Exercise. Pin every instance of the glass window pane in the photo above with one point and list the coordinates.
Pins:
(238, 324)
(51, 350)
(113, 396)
==
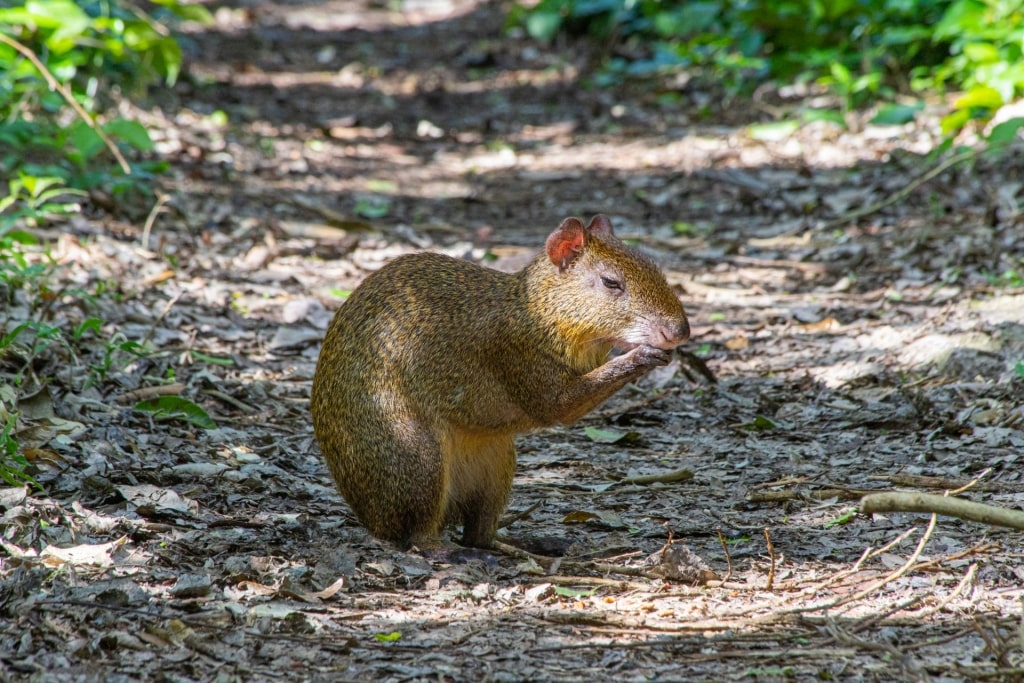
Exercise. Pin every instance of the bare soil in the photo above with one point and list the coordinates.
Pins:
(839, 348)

**DESCRIPTION OF THE TASK**
Among the entries above, which lines include "with"? List them all.

**RESULT**
Exercise. Pin every instance of the glass window pane in the photo above with one point and list the coordinates.
Exercise. Pin every instance of the bare soil in the photo above with one point and list the coordinates.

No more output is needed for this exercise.